TASK PROMPT:
Repeat each line exactly, leaving nothing out.

DATA LISTING:
+ + +
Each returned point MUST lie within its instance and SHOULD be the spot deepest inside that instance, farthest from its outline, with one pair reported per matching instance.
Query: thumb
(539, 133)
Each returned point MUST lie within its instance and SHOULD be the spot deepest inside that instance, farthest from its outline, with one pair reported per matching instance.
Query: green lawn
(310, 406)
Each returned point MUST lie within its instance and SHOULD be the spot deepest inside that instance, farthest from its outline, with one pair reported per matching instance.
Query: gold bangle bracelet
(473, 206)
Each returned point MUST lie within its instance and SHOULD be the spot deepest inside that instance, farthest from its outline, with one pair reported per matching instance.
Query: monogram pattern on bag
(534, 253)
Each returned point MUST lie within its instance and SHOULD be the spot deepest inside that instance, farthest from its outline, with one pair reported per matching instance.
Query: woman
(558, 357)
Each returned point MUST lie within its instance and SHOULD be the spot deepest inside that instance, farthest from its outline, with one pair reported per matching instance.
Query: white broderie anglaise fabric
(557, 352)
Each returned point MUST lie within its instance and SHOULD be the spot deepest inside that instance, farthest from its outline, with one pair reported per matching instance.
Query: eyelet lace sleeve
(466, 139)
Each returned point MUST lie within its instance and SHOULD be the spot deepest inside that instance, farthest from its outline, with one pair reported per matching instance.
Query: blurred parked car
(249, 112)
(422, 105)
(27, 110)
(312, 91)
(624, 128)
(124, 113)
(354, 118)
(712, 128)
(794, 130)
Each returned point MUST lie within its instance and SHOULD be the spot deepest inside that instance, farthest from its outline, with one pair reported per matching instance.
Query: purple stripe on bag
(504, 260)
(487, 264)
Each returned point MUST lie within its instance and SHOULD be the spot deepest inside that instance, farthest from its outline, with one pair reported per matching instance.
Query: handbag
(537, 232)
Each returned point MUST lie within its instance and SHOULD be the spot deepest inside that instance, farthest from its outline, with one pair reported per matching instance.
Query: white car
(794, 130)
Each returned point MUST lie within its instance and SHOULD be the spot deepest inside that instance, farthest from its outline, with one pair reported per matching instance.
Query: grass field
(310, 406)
+ + +
TASK ANSWER:
Each returned point MUST lie within its instance and SHOULD be the spot deepest inside that instance, farthest from its outline, with one pair reported per matching instance.
Query: thumb
(539, 133)
Each returned point MUST lie within its instance and SHOULD be the spot deepest inside that instance, farthest from its outline, with one pair reported per matching instance.
Query: green lawn
(310, 406)
Each returned point MUST lie within its instance and SHOULD be the spot deepest inside that instance, farthest from its outline, with one pair reported per matching instance.
Query: gold bangle bracelet
(473, 206)
Each returned point MUST lie within its instance and SHOULD be the spot deepest inside that instance, farthest from its outline, with one pair reported per matching instance.
Query: monogram pattern on bag
(534, 253)
Each returned point MUST lie within its instance and SHOULD be the spot deepest inside that instance, farthest from its outline, with one pair reported per matching instance.
Query: woman
(558, 357)
Each returned point MUST lie within its instance and SHOULD be the spot deepest inside that instance, farthest from its outline, with one pair reported per matching instance.
Query: white broderie anglaise fabric
(557, 352)
Each returned point MUST lie within its instance and SHOULD be the spot deepest inside that instance, farthest from its outline, with one pair reported per matching instance.
Query: eyelet lace sleeve
(466, 139)
Each returned point MUST lie within its instance and SHOULD be the spot deepest inside that instance, farthest from its outline, with one pair reported per matching instance.
Query: blurred parked car
(249, 112)
(422, 105)
(27, 110)
(312, 91)
(624, 128)
(124, 113)
(354, 118)
(712, 128)
(794, 130)
Each returned point MUST lie within its instance and SHOULD be the spot deepest inside that instance, farthest from its outline, with one pair reported per matching instance.
Query: purple stripe on bag
(504, 260)
(487, 264)
Each returned point MUST lie within its instance and SHOULD be the spot deepest inside that instance, farthest from its outline, with one pair reported per matching instance.
Query: handbag
(537, 232)
Each returned point MUST lie within its instance and SHOULD be the spot deepest inside that instance, farthest from its outline, with one pair reported per matching instance.
Query: white car
(794, 130)
Each returned point MUST lie within its instance and SHOULD be the spot deepest inside that instance, farthest from its outline, with one pair reported per matching instance.
Query: grass field
(310, 406)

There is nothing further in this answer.